==== 本文抜粋 ====

TO_JSON_STRINGを使って行全体をまとめて比較する
概要
- バッチで実行するクエリを変更した後に、前後のテーブルで1行全体を比較し、変化があった行を調べたい。
- 複数列をまとめてJOINのキーにしてしまいたい。
- ARRAY型、STRUCT型でも手軽にJOINしたい。
ということが最近あった。愚直やると、
- 対象のすべての列を書き出す
- またNULL->非NULL(もしくはその逆)の変化を検知するためには、NULLを含む値の比較はNULLで返ってくるため、NULLIFなどで回避する
といった対応が必要です。
こういったとき、TO_JSON_STRINGが使えます。
今回のキーワード
TO_JSON_STRING
クエリ
サブクエリrace1_unnestとrace2_unnestを比較対象とします。
race2_unnest に存在しない、race1_unnestの行を、LEFT JOINで出力します。
race2_unnestは、race1_unnestの値を書き換える形で生成しています。(クエリのコメント部分参照)
WITH race1 AS ( SELECT "800M" AS race, [STRUCT("Rudisha" as name,"aiueo" as splits), STRUCT("Makhloufi" as name,"aiueo" as splits), STRUCT("Murphy" as name,NULL as splits), STRUCT("Bosse" as name,"aiueo" as splits), STRUCT("Rotich" as name,"aiueo" as splits), STRUCT("Lewandowski" as name,"aiueo" as splits), STRUCT("Kipketer" as name,"aiueo" as splits), STRUCT("Berian" as name,"aiueo" as splits), STRUCT("Nathan" as name,"aiueo" as splits), STRUCT("David" as name,NULL as splits)] AS participants), race1_unnest AS ( SELECT race, p.*, FROM race1,race1.participants AS p ), race2 AS ( SELECT "800M" AS race, [STRUCT("Rudisha" as name, "aiueo" as splits), STRUCT("Makhloufi" as name,NULL as splits), #変更 非NULL -> NULL STRUCT("Murphy" as name,NULL as splits), #変化なし STRUCT("Bosse" as name,"aiueo" as splits), STRUCT("Rotich" as name,"aiueo" as splits), STRUCT("Lewandowski" as name,"aiueo" as splits), STRUCT("Kipketer" as name,"aiueo" as splits), STRUCT("Berian" as name,"aiueo" as splits), STRUCT("Nathan" as name,"kakikukeko" as splits), #変更 STRUCT("David" as name,"yey" as splits) #変更 NULL -> 非NULL ] AS participants), race2_unnest AS ( SELECT race, p.*, FROM race2,race2.participants AS p ) SELECT t1, t2 FROM race1_unnest AS t1 LEFT JOIN race2_unnest AS t2 ON TO_JSON_STRING(t1) = TO_JSON_STRING(t2) WHERE t2.race IS NULL
アウトプット
解説
JOINに1列づつ書くのではなく、TO_JSON_STRING(t1) = TO_JSON_STRING(t2)
と書くことで、行をまとめて比較しています。
愚直に書いた場合との比較
アウトプット
NULL = NULL の返り値はNULL(TRUEでもFALSEでもない)なので、比較する列にNULLが含まれる行は、上記のように変化がくてもも出力してしまいます。

====

◆ やること ◆
1: TO_JSON_STRINGの記事について、次の問いに答えてください。
(a) 比較の対象にしているサブクエリは、どれとどれですか。
(b) race2_unnest にない race1_unnest の行は、どのJOINで出力していますか。
(c) NULL = NULL の返り値は何ですか。
2: TO_JSON_STRINGの記事にある「race2_unnest に存在しない、race1_unnestの行を、LEFT JOINで出力します。」という文を英語にしてください。
3: TO_JSON_STRINGの記事から、「TO_JSON_STRINGを使って行全体をまとめて比較する」で始まり「こういったとき、TO_JSON_STRINGが使えます。」で終わる部分を抜き出してください。

==== データ抜粋 ====

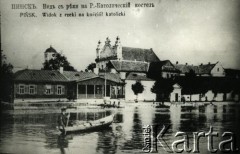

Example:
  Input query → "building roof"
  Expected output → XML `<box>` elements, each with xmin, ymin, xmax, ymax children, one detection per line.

<box><xmin>149</xmin><ymin>60</ymin><xmax>179</xmax><ymax>72</ymax></box>
<box><xmin>174</xmin><ymin>64</ymin><xmax>199</xmax><ymax>74</ymax></box>
<box><xmin>99</xmin><ymin>73</ymin><xmax>122</xmax><ymax>83</ymax></box>
<box><xmin>110</xmin><ymin>60</ymin><xmax>149</xmax><ymax>72</ymax></box>
<box><xmin>126</xmin><ymin>73</ymin><xmax>154</xmax><ymax>81</ymax></box>
<box><xmin>63</xmin><ymin>71</ymin><xmax>98</xmax><ymax>81</ymax></box>
<box><xmin>198</xmin><ymin>63</ymin><xmax>216</xmax><ymax>74</ymax></box>
<box><xmin>225</xmin><ymin>69</ymin><xmax>240</xmax><ymax>78</ymax></box>
<box><xmin>14</xmin><ymin>69</ymin><xmax>68</xmax><ymax>82</ymax></box>
<box><xmin>122</xmin><ymin>47</ymin><xmax>160</xmax><ymax>62</ymax></box>
<box><xmin>45</xmin><ymin>46</ymin><xmax>57</xmax><ymax>53</ymax></box>
<box><xmin>63</xmin><ymin>71</ymin><xmax>122</xmax><ymax>83</ymax></box>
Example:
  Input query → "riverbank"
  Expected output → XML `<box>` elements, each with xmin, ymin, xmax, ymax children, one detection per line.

<box><xmin>1</xmin><ymin>99</ymin><xmax>240</xmax><ymax>110</ymax></box>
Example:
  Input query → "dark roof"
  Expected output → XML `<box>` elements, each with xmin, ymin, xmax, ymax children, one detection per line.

<box><xmin>174</xmin><ymin>64</ymin><xmax>199</xmax><ymax>74</ymax></box>
<box><xmin>45</xmin><ymin>46</ymin><xmax>57</xmax><ymax>53</ymax></box>
<box><xmin>225</xmin><ymin>69</ymin><xmax>240</xmax><ymax>78</ymax></box>
<box><xmin>110</xmin><ymin>60</ymin><xmax>149</xmax><ymax>72</ymax></box>
<box><xmin>14</xmin><ymin>69</ymin><xmax>68</xmax><ymax>82</ymax></box>
<box><xmin>63</xmin><ymin>71</ymin><xmax>98</xmax><ymax>81</ymax></box>
<box><xmin>198</xmin><ymin>64</ymin><xmax>216</xmax><ymax>74</ymax></box>
<box><xmin>63</xmin><ymin>71</ymin><xmax>122</xmax><ymax>83</ymax></box>
<box><xmin>99</xmin><ymin>73</ymin><xmax>122</xmax><ymax>83</ymax></box>
<box><xmin>122</xmin><ymin>47</ymin><xmax>160</xmax><ymax>62</ymax></box>
<box><xmin>149</xmin><ymin>60</ymin><xmax>179</xmax><ymax>72</ymax></box>
<box><xmin>126</xmin><ymin>73</ymin><xmax>154</xmax><ymax>81</ymax></box>
<box><xmin>174</xmin><ymin>62</ymin><xmax>218</xmax><ymax>74</ymax></box>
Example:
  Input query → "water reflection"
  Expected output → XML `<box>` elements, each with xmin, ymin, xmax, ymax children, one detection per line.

<box><xmin>0</xmin><ymin>103</ymin><xmax>240</xmax><ymax>154</ymax></box>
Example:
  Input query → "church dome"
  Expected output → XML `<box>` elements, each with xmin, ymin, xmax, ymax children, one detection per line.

<box><xmin>45</xmin><ymin>46</ymin><xmax>57</xmax><ymax>53</ymax></box>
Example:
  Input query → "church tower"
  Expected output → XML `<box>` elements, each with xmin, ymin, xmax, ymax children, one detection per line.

<box><xmin>114</xmin><ymin>37</ymin><xmax>122</xmax><ymax>60</ymax></box>
<box><xmin>96</xmin><ymin>40</ymin><xmax>101</xmax><ymax>59</ymax></box>
<box><xmin>44</xmin><ymin>46</ymin><xmax>58</xmax><ymax>61</ymax></box>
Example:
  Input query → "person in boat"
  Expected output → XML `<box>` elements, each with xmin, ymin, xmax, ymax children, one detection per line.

<box><xmin>58</xmin><ymin>108</ymin><xmax>70</xmax><ymax>130</ymax></box>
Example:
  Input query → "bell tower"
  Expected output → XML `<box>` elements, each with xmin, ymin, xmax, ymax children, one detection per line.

<box><xmin>114</xmin><ymin>37</ymin><xmax>122</xmax><ymax>60</ymax></box>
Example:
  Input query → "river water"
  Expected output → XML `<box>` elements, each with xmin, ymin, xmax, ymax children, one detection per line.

<box><xmin>0</xmin><ymin>102</ymin><xmax>240</xmax><ymax>154</ymax></box>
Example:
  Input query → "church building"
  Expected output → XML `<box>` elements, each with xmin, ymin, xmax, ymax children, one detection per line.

<box><xmin>95</xmin><ymin>37</ymin><xmax>160</xmax><ymax>101</ymax></box>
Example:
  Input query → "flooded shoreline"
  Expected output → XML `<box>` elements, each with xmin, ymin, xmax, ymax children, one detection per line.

<box><xmin>0</xmin><ymin>102</ymin><xmax>240</xmax><ymax>153</ymax></box>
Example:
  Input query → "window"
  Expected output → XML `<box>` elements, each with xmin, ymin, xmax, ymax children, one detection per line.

<box><xmin>78</xmin><ymin>85</ymin><xmax>86</xmax><ymax>94</ymax></box>
<box><xmin>87</xmin><ymin>85</ymin><xmax>94</xmax><ymax>94</ymax></box>
<box><xmin>29</xmin><ymin>85</ymin><xmax>36</xmax><ymax>95</ymax></box>
<box><xmin>19</xmin><ymin>85</ymin><xmax>25</xmax><ymax>94</ymax></box>
<box><xmin>95</xmin><ymin>85</ymin><xmax>102</xmax><ymax>94</ymax></box>
<box><xmin>57</xmin><ymin>85</ymin><xmax>64</xmax><ymax>95</ymax></box>
<box><xmin>45</xmin><ymin>85</ymin><xmax>52</xmax><ymax>95</ymax></box>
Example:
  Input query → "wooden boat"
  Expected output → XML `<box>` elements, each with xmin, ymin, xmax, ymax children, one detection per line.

<box><xmin>58</xmin><ymin>109</ymin><xmax>114</xmax><ymax>134</ymax></box>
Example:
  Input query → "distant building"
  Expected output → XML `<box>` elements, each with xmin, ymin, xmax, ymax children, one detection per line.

<box><xmin>95</xmin><ymin>37</ymin><xmax>160</xmax><ymax>69</ymax></box>
<box><xmin>174</xmin><ymin>62</ymin><xmax>225</xmax><ymax>77</ymax></box>
<box><xmin>148</xmin><ymin>60</ymin><xmax>180</xmax><ymax>79</ymax></box>
<box><xmin>14</xmin><ymin>69</ymin><xmax>125</xmax><ymax>101</ymax></box>
<box><xmin>63</xmin><ymin>71</ymin><xmax>125</xmax><ymax>99</ymax></box>
<box><xmin>225</xmin><ymin>69</ymin><xmax>240</xmax><ymax>79</ymax></box>
<box><xmin>14</xmin><ymin>69</ymin><xmax>69</xmax><ymax>100</ymax></box>
<box><xmin>170</xmin><ymin>83</ymin><xmax>182</xmax><ymax>102</ymax></box>
<box><xmin>44</xmin><ymin>46</ymin><xmax>58</xmax><ymax>61</ymax></box>
<box><xmin>95</xmin><ymin>37</ymin><xmax>160</xmax><ymax>100</ymax></box>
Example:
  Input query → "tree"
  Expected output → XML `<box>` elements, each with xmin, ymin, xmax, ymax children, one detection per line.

<box><xmin>43</xmin><ymin>53</ymin><xmax>76</xmax><ymax>71</ymax></box>
<box><xmin>151</xmin><ymin>78</ymin><xmax>173</xmax><ymax>104</ymax></box>
<box><xmin>132</xmin><ymin>81</ymin><xmax>144</xmax><ymax>102</ymax></box>
<box><xmin>85</xmin><ymin>63</ymin><xmax>96</xmax><ymax>72</ymax></box>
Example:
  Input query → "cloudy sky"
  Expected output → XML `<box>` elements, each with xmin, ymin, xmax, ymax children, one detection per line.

<box><xmin>0</xmin><ymin>0</ymin><xmax>240</xmax><ymax>70</ymax></box>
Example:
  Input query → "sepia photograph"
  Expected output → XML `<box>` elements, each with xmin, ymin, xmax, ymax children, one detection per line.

<box><xmin>0</xmin><ymin>0</ymin><xmax>240</xmax><ymax>154</ymax></box>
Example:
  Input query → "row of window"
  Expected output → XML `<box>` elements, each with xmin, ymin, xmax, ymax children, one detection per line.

<box><xmin>18</xmin><ymin>84</ymin><xmax>64</xmax><ymax>95</ymax></box>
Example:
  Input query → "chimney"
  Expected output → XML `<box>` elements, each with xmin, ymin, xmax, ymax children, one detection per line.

<box><xmin>96</xmin><ymin>40</ymin><xmax>101</xmax><ymax>59</ymax></box>
<box><xmin>93</xmin><ymin>67</ymin><xmax>99</xmax><ymax>75</ymax></box>
<box><xmin>59</xmin><ymin>66</ymin><xmax>63</xmax><ymax>74</ymax></box>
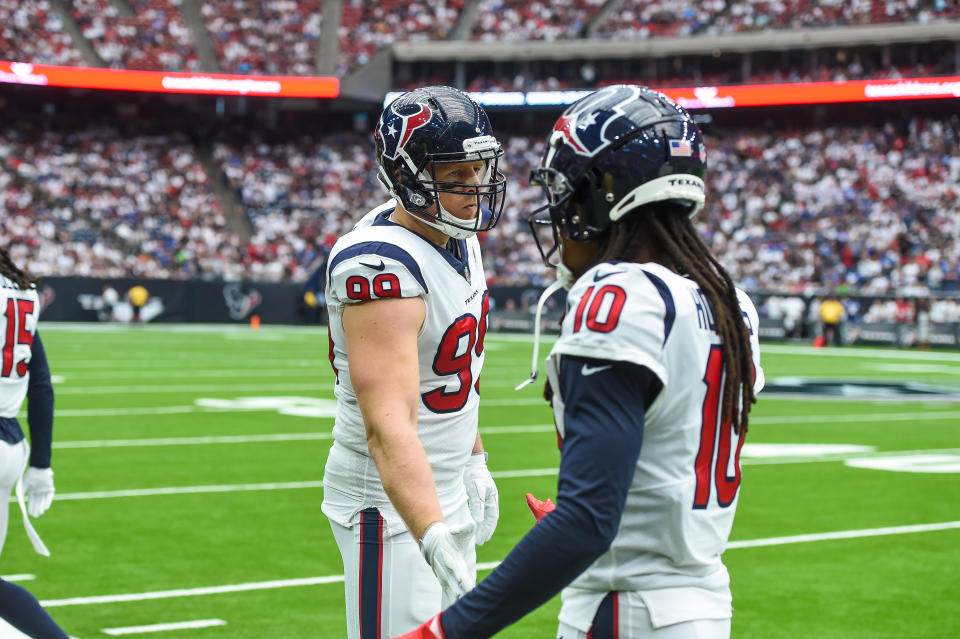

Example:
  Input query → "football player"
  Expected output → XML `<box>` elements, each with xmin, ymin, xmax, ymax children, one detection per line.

<box><xmin>322</xmin><ymin>87</ymin><xmax>505</xmax><ymax>639</ymax></box>
<box><xmin>0</xmin><ymin>248</ymin><xmax>67</xmax><ymax>639</ymax></box>
<box><xmin>394</xmin><ymin>85</ymin><xmax>763</xmax><ymax>639</ymax></box>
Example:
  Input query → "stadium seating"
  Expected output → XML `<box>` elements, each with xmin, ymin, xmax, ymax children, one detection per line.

<box><xmin>72</xmin><ymin>0</ymin><xmax>199</xmax><ymax>71</ymax></box>
<box><xmin>0</xmin><ymin>0</ymin><xmax>82</xmax><ymax>64</ymax></box>
<box><xmin>200</xmin><ymin>0</ymin><xmax>323</xmax><ymax>75</ymax></box>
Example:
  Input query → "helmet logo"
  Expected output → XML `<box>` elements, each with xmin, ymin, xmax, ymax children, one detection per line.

<box><xmin>380</xmin><ymin>102</ymin><xmax>433</xmax><ymax>158</ymax></box>
<box><xmin>547</xmin><ymin>86</ymin><xmax>640</xmax><ymax>166</ymax></box>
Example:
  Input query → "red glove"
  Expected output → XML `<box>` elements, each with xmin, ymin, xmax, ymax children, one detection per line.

<box><xmin>394</xmin><ymin>612</ymin><xmax>445</xmax><ymax>639</ymax></box>
<box><xmin>527</xmin><ymin>493</ymin><xmax>557</xmax><ymax>521</ymax></box>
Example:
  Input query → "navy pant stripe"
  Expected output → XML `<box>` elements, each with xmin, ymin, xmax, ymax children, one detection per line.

<box><xmin>360</xmin><ymin>508</ymin><xmax>383</xmax><ymax>639</ymax></box>
<box><xmin>587</xmin><ymin>592</ymin><xmax>620</xmax><ymax>639</ymax></box>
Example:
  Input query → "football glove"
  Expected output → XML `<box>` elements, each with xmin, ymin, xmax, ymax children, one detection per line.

<box><xmin>527</xmin><ymin>493</ymin><xmax>557</xmax><ymax>522</ymax></box>
<box><xmin>23</xmin><ymin>466</ymin><xmax>54</xmax><ymax>517</ymax></box>
<box><xmin>420</xmin><ymin>521</ymin><xmax>475</xmax><ymax>602</ymax></box>
<box><xmin>394</xmin><ymin>612</ymin><xmax>445</xmax><ymax>639</ymax></box>
<box><xmin>463</xmin><ymin>453</ymin><xmax>500</xmax><ymax>546</ymax></box>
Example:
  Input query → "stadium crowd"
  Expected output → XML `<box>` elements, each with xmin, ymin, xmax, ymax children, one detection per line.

<box><xmin>0</xmin><ymin>0</ymin><xmax>960</xmax><ymax>76</ymax></box>
<box><xmin>0</xmin><ymin>116</ymin><xmax>960</xmax><ymax>320</ymax></box>
<box><xmin>0</xmin><ymin>0</ymin><xmax>82</xmax><ymax>65</ymax></box>
<box><xmin>200</xmin><ymin>0</ymin><xmax>323</xmax><ymax>75</ymax></box>
<box><xmin>71</xmin><ymin>0</ymin><xmax>200</xmax><ymax>71</ymax></box>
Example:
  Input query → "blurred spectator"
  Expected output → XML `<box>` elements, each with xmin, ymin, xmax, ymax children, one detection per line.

<box><xmin>0</xmin><ymin>0</ymin><xmax>83</xmax><ymax>65</ymax></box>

====

◆ 課題ごとの回答 ◆
1:
(a) race1_unnest と race2_unnest
(b) LEFT JOIN
(c) NULL(TRUEでもFALSEでもない)

2: The rows of race1_unnest that do not exist in race2_unnest are output with a LEFT JOIN.

3:
TO_JSON_STRINGを使って行全体をまとめて比較する
概要
- バッチで実行するクエリを変更した後に、前後のテーブルで1行全体を比較し、変化があった行を調べたい。
- 複数列をまとめてJOINのキーにしてしまいたい。
- ARRAY型、STRUCT型でも手軽にJOINしたい。
ということが最近あった。愚直やると、
- 対象のすべての列を書き出す
- またNULL->非NULL(もしくはその逆)の変化を検知するためには、NULLを含む値の比較はNULLで返ってくるため、NULLIFなどで回避する
といった対応が必要です。
こういったとき、TO_JSON_STRINGが使えます。